### Exercise passage ###

# RPL-Getting a STICKY BEAN thread! Join Me!



## beth30

My name is Beth, I've had multiple m/c and multiple chemical pregnancies(I really don't think there is any difference, pregnancy is pregnancy) I just wanted to start a thread for RPL ladies. Let's give eachother hope and positivity and Let's Get our STICKY BEANs!!!

I am determined and I am going to fight as long as I can, no more wtt for me, if I am able to try, then I am going to try!

Good Luck Ladies, and Welcome!


----------



## dfavbaby

Bethhh, im ttc again. Just had my second loss and I just want to start poas again.
!m so ready for my sticky beanxxx. GL to us both.


----------



## InVivoVeritas

Count me in please. I've got the bean on board, just waiting to see if it's a sticky one.

This is my 9th pregnancy, and I've got two fantastic DDs to prove to me that it can be done. These early weeks are so long and so hard. Every day I'm expecting the worst.

### Information shown ###

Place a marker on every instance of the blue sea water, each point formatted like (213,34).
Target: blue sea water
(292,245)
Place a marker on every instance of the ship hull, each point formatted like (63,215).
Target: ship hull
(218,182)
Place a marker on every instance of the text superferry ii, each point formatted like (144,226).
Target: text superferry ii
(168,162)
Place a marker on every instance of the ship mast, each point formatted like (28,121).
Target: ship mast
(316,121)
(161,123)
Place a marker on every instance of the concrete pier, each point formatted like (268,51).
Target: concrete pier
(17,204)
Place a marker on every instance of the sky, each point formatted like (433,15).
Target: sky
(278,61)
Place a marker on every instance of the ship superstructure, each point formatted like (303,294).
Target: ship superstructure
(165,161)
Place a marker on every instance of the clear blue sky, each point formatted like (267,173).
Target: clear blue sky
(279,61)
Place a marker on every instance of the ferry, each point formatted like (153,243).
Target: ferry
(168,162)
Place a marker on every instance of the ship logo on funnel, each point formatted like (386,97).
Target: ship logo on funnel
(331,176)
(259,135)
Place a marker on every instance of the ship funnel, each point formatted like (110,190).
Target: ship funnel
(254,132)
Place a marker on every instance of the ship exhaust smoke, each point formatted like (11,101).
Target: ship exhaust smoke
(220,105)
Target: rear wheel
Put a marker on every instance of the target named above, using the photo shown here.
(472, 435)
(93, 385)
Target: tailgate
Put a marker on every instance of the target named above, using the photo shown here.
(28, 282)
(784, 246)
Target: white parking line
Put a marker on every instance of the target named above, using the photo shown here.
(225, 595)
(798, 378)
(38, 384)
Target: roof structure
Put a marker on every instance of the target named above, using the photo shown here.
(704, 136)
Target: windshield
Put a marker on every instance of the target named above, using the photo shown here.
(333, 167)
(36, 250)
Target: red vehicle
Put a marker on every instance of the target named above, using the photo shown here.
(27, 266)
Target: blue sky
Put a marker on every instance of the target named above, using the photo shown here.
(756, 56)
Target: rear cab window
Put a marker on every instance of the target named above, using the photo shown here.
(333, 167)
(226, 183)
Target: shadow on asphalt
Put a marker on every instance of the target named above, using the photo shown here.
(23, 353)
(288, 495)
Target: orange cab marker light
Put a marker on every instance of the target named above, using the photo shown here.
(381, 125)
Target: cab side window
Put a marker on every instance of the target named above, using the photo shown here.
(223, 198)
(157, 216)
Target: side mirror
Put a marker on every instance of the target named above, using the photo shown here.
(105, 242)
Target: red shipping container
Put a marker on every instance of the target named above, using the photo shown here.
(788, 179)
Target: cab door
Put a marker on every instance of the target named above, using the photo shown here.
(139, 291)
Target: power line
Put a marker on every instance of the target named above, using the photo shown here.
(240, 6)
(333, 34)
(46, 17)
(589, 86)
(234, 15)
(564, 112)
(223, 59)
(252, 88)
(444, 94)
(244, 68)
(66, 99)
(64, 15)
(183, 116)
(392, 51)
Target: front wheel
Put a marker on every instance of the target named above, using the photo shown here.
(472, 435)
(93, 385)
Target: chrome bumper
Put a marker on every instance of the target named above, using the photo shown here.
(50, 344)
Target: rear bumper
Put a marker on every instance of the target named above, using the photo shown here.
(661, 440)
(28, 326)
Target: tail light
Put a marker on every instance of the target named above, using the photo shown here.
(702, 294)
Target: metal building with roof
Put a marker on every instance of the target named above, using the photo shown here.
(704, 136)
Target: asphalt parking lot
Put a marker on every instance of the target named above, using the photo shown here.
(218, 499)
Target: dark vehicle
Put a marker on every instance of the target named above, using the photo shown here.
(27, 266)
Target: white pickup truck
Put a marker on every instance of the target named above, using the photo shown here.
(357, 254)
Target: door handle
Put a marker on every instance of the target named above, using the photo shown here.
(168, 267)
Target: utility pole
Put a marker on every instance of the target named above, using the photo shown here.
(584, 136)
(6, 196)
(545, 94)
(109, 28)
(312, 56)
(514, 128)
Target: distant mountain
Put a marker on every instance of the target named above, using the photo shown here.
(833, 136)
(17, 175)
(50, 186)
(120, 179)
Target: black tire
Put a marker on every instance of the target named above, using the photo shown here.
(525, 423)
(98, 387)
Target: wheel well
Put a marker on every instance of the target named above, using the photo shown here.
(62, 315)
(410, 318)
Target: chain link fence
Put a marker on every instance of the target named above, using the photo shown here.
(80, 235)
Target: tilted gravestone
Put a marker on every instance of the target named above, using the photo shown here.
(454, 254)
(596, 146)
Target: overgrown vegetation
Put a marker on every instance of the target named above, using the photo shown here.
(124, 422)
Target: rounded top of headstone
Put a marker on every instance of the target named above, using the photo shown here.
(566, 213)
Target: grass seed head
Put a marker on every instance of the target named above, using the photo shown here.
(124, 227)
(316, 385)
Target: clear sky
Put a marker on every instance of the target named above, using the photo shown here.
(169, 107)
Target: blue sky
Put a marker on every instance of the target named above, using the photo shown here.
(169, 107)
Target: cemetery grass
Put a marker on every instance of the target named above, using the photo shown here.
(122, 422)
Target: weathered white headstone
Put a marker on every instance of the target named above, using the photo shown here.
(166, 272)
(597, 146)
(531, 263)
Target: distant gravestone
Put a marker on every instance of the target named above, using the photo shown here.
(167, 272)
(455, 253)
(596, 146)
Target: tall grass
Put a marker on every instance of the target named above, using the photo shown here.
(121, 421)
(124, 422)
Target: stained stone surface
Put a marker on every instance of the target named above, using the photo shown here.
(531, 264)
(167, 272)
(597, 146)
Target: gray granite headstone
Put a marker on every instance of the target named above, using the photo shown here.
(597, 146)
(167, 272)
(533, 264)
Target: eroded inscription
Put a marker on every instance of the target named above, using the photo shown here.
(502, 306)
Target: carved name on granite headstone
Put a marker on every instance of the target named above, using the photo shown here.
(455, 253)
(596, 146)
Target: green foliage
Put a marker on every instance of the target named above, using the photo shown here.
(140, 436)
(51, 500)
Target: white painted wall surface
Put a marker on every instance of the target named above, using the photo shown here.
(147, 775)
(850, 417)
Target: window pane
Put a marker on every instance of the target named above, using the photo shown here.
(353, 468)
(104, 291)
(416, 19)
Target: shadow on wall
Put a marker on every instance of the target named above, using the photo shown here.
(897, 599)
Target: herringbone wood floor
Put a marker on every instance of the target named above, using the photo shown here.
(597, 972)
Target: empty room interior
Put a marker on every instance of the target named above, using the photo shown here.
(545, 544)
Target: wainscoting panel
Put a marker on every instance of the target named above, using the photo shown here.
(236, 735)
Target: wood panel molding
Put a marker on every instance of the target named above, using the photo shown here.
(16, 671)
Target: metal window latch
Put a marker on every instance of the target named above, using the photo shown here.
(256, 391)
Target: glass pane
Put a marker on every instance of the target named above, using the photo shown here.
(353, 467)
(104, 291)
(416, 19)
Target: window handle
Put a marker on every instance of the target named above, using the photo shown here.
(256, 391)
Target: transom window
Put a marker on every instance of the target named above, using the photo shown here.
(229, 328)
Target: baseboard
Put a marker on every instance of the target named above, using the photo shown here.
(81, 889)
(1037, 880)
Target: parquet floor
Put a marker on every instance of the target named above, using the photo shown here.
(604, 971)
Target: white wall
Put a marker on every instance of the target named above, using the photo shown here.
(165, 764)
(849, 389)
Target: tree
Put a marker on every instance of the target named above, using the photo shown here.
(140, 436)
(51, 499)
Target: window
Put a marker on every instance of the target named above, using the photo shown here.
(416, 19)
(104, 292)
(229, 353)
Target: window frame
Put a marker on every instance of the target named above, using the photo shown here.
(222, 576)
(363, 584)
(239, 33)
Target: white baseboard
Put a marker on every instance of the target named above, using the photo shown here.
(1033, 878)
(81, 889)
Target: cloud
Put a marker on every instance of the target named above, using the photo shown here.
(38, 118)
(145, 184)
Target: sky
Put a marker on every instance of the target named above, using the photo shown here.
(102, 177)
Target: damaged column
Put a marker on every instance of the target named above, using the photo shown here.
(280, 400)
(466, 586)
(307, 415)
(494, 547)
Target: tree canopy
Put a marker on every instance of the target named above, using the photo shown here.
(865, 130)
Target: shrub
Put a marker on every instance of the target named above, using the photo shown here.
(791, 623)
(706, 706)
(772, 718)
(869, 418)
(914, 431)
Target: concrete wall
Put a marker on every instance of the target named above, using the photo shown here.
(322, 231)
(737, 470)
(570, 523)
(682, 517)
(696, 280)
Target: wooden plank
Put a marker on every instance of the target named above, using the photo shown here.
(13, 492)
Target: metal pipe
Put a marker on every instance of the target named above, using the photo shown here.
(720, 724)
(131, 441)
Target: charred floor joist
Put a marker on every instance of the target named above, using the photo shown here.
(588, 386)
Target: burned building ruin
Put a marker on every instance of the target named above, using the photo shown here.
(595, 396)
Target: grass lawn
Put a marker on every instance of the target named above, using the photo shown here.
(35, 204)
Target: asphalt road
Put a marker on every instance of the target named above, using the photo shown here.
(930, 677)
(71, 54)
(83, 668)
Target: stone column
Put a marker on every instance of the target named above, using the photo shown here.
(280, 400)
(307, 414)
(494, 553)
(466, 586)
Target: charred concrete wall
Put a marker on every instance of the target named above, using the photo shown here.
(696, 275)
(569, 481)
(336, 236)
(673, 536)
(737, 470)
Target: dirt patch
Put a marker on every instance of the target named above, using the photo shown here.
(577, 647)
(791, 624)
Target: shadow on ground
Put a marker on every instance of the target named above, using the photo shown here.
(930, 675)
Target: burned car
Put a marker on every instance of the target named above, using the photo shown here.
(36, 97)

###

- [Work to complete]
1/ In one to three sentences, explain why Beth, the first poster in the thread, sees no difference between her miscarriages and her chemical pregnancies.
2/ In the thread, what number pregnancy is InVivoVeritas on?
3/ Rewrite the part of the thread from "My name is Beth, I've" to "going to try!", changing "thread" to "group".
This data comes from a separate source.

- [Answer set]
1/ Beth says there is really no difference because, in her view, pregnancy is pregnancy.

2/ It is her ninth pregnancy.

3/
My name is Beth, I've had multiple m/c and multiple chemical pregnancies(I really don't think there is any difference, pregnancy is pregnancy) I just wanted to start a group for RPL ladies. Let's give eachother hope and positivity and Let's Get our STICKY BEANs!!!

I am determined and I am going to fight as long as I can, no more wtt for me, if I am able to try, then I am going to try!